* REQUISITOS DA TAREFA
Resuma em duas frases o trecho sobre estatísticas de eventos.

* TRECHO FORNECIDO
=-=-=-=-=

Estatísticas de eventos da mais variada natureza vêm sendo preparadas com a seriedade exigida pelos grandes problemas científicos. São estatísticas de guerras – e de períodos (ou ciclos) que marcam o aparecimento dos grandes homens – pelo menos daqueles reconhecidos como tais pelos seus contemporâneos, independentemente das opiniões posteriores; estatísticas sobre períodos que registram o desenvolvimento e o progresso dos grandes centros comerciais; da ascensão e queda das artes e ciências; dos cataclismos, como terremotos e epidemias; das épocas de frio ou calor extraordinários; dos ciclos de revoluções, do nascimento e queda de impérios; hoje, todas essas coisas estão sujeitas à análise dos cálculos matemáticos os mais rigorosos. Finalmente, até o significado oculto dos números contidos nos nomes de pessoas e cidades em acontecimentos e assuntos semelhantes, recebem uma atenção especial.

=-=-=-=-=

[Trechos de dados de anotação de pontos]
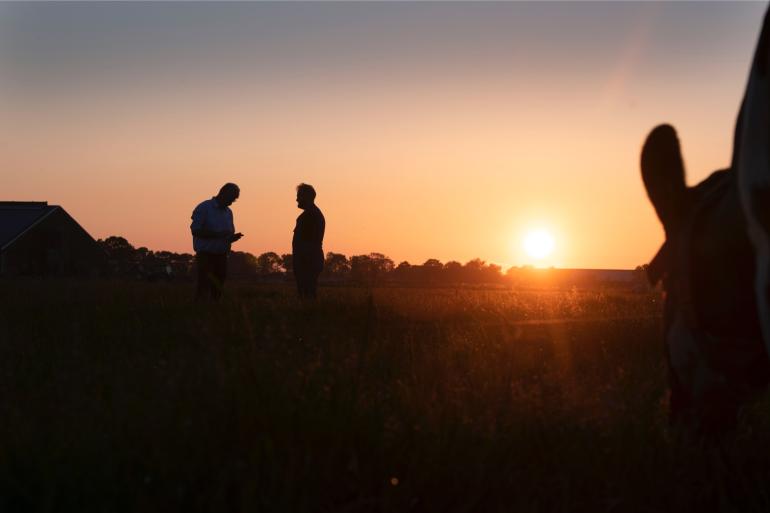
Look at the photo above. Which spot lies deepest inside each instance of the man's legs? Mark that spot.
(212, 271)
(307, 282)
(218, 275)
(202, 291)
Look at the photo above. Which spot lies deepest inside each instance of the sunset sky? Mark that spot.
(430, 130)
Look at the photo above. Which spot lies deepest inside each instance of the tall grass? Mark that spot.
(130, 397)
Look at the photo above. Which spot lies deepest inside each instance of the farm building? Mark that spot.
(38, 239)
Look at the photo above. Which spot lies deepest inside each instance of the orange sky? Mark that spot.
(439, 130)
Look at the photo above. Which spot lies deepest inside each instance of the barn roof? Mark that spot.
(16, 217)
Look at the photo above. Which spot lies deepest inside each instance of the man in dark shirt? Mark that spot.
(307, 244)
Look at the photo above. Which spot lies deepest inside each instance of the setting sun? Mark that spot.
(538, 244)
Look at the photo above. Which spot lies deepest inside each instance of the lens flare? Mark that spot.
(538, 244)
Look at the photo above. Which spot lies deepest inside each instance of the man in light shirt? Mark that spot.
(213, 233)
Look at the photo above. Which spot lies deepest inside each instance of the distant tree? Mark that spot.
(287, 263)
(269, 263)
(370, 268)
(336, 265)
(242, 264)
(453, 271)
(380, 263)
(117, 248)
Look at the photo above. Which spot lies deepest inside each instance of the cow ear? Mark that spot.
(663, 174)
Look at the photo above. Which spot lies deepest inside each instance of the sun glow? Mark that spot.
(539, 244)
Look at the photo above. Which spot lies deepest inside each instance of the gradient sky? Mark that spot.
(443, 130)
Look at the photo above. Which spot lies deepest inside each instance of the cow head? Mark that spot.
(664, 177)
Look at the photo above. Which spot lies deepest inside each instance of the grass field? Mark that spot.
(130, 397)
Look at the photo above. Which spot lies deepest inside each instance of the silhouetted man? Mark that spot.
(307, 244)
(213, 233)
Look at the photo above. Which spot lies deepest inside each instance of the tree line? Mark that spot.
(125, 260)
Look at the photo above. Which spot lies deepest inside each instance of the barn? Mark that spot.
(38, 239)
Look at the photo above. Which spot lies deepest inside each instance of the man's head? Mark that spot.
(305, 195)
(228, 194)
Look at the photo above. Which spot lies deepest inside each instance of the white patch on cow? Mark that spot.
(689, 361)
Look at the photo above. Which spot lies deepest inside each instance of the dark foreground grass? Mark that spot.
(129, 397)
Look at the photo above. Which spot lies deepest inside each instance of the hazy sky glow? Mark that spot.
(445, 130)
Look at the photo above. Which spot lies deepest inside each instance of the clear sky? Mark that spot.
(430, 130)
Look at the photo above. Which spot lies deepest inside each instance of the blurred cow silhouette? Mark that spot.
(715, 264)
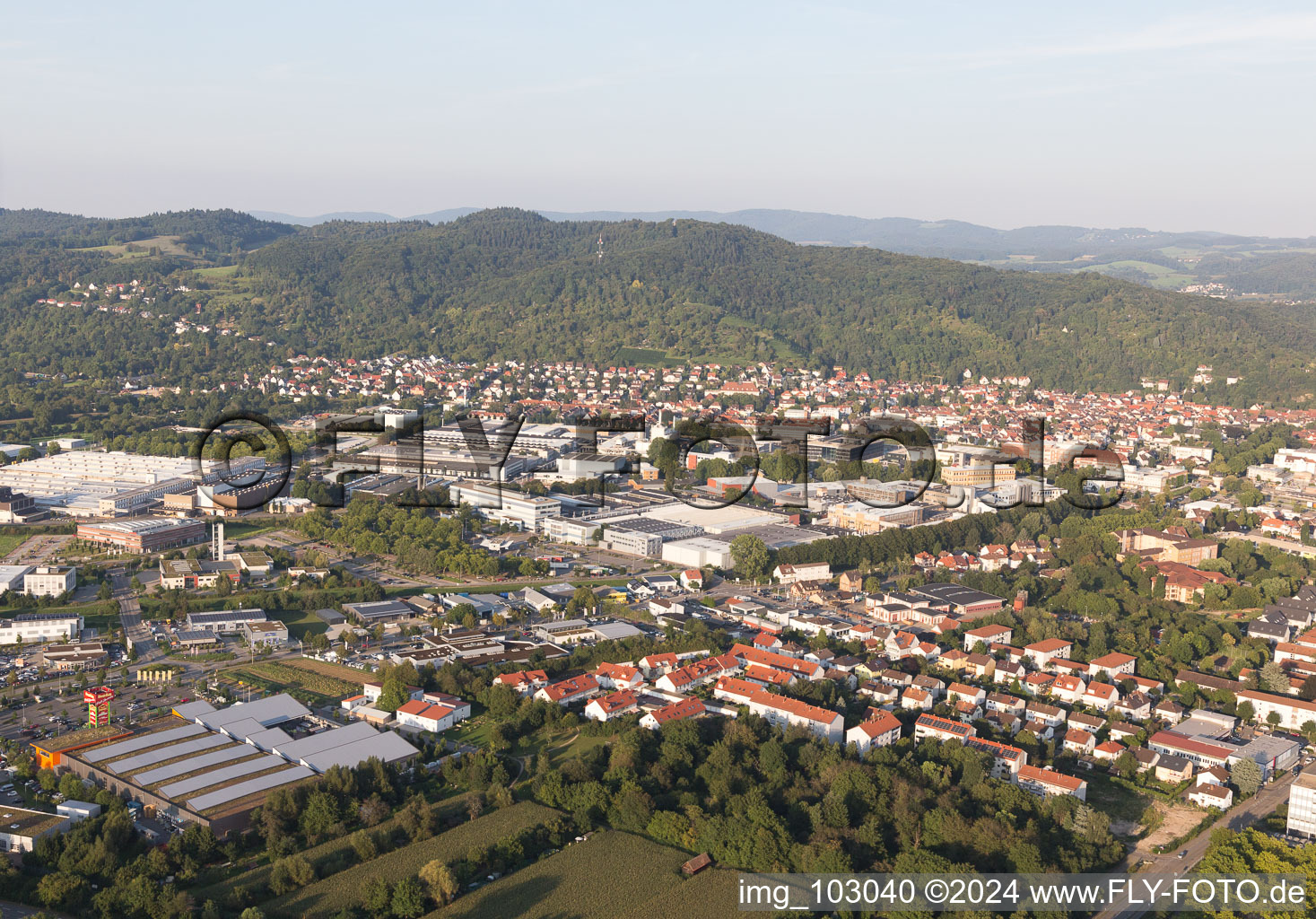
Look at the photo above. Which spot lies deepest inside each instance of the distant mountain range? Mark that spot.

=-=-=-=-=

* SOLUÇÃO DO EXERCÍCIO
Estatísticas de eventos muito variados vêm sendo preparadas com a seriedade dos grandes problemas científicos e hoje estão sujeitas a cálculos matemáticos rigorosos. Elas abrangem guerras, o aparecimento de grandes homens, o progresso dos centros comerciais, a ascensão e queda das artes e ciências, cataclismos, épocas de frio ou calor extraordinários, revoluções e impérios, e até o significado oculto dos números nos nomes de pessoas e cidades recebe atenção especial.